:: PROBLEM REQUIREMENTS ::
Among the entries that follow, the required portion opens with the line containing "point: woman's face" and closes with the line containing "point: rocky mountain". Give that portion again exactly, and nothing else.

(Records contained in a dataset)

━━━━━━

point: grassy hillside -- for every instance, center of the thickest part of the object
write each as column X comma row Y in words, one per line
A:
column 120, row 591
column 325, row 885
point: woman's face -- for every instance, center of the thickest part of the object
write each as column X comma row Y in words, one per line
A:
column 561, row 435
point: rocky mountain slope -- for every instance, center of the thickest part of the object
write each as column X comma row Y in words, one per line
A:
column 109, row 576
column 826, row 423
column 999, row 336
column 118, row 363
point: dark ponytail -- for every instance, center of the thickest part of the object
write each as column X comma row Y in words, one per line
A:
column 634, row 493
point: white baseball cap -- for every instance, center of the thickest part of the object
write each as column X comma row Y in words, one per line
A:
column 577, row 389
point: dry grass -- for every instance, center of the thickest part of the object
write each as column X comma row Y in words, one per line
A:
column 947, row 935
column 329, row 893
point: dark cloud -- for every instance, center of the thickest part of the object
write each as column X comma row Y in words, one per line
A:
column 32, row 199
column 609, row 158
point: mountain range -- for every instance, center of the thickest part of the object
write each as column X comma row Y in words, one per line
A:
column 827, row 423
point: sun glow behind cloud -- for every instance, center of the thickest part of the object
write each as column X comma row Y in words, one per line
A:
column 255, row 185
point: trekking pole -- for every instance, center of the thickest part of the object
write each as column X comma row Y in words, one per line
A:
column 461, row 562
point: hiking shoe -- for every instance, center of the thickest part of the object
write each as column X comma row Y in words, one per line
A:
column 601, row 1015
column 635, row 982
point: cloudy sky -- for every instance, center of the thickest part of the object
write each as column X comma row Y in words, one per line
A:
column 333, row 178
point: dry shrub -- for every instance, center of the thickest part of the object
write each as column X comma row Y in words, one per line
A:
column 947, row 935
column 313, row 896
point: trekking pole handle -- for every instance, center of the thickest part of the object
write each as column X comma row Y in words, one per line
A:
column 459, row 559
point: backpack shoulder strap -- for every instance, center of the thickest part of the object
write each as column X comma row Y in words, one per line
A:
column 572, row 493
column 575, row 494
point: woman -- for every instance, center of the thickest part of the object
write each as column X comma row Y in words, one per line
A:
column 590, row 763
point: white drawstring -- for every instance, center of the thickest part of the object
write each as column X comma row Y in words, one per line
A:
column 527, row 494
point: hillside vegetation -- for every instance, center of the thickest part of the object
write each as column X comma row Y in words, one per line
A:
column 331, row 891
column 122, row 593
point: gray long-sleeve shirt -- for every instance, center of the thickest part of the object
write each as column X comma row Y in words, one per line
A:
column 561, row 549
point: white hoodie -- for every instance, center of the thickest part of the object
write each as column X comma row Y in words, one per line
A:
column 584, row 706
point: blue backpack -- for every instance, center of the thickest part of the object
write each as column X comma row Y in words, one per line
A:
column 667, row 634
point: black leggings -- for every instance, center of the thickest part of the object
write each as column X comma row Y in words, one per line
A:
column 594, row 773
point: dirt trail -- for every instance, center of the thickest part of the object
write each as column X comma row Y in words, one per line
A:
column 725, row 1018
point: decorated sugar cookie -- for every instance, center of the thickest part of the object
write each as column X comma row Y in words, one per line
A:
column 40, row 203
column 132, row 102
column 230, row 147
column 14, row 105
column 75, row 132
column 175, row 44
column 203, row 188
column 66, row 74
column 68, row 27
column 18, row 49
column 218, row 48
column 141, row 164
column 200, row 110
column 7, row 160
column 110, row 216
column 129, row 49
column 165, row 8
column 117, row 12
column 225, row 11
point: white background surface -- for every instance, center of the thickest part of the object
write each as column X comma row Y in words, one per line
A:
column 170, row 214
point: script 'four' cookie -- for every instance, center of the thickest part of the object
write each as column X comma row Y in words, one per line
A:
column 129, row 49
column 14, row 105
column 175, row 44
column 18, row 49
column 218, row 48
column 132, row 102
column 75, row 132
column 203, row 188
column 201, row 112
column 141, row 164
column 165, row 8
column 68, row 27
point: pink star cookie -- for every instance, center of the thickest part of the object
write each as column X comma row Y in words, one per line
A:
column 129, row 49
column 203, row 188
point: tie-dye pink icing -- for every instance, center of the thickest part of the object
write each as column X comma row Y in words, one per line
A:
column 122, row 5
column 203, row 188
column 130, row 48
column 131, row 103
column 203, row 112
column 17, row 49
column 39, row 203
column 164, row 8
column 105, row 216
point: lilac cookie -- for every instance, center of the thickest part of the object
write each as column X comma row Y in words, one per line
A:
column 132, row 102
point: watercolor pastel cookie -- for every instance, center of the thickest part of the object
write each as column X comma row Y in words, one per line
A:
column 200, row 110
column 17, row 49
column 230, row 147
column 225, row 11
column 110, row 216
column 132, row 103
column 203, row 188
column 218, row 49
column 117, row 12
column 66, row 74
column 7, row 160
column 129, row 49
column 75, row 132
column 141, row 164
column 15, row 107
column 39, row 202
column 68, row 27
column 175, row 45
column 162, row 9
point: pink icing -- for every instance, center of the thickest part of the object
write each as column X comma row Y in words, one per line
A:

━━━━━━

:: ANSWER SECTION ::
point: woman's face -- for every instance, center of the thickest part of the object
write each as column X comma row Y in words, one per line
A:
column 561, row 435
point: rocky mountain slope -- for every instance, center of the thickest part of the object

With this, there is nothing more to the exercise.